Instruction –
Set down the final stretch of the data, from the line that holds "Target: green iguana" through the last line, both included, with pictures left out.

## START Given entries

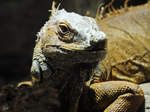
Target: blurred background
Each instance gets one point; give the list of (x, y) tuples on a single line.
[(20, 20)]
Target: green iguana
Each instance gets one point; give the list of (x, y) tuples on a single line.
[(70, 54)]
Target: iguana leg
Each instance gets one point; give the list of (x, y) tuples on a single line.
[(39, 68), (118, 96)]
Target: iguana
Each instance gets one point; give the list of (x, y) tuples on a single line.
[(94, 72)]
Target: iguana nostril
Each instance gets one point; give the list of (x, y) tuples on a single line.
[(99, 45)]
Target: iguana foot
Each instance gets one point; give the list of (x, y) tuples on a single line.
[(25, 83), (118, 96)]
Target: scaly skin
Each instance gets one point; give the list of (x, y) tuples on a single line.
[(69, 54)]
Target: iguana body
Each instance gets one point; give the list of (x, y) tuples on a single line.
[(128, 47), (69, 54)]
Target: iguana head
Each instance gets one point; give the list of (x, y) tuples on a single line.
[(70, 38)]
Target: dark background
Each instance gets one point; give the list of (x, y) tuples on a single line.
[(20, 20)]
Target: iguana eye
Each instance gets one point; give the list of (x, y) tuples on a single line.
[(64, 29), (64, 32)]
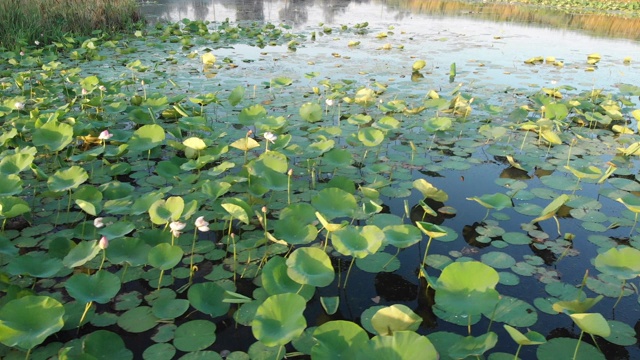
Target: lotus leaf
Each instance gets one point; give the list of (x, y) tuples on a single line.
[(26, 322), (279, 319)]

## END Given entries

Answer to this task –
Target: green iguana
Each instance gets one point; give the list of (x, y) tuples on a single line.
[(70, 54)]
Target: iguana leg
Each instance gets one point; give the list of (x, y) tuples on a single line.
[(39, 68), (118, 96)]
Target: iguana
Each instance gets one point; give the list of (x, y) tuples on a single line.
[(94, 72)]
Target: iguana nostril
Each instance gets one point; give the list of (x, y) tuples on a single line.
[(99, 45)]
Target: iguana foot
Each instance gets one point; give the list of (x, y) tuples on a single line.
[(25, 83), (118, 96)]
Target: scaly skin
Each instance gets one point; give the list of (x, y) tuples on a single line.
[(69, 54)]
Target: iguana body
Each instance gets one point; give the list of (x, y) tuples on a single line.
[(128, 47), (69, 54)]
Target: iguana head
Each instance gets one point; give the list of (x, y) tuples on a single line.
[(70, 38)]
Target: dark background
Each instance gets one point; give the list of (x, y) tuples on a single line.
[(20, 20)]
Target: iguana eye
Each instance gets one point; give the list of (x, y) tuples on a single line.
[(64, 29), (64, 32)]
Target: lotus leaf
Each instance gets one point; give the list of (x, y) tuples on a single line.
[(26, 322), (279, 319)]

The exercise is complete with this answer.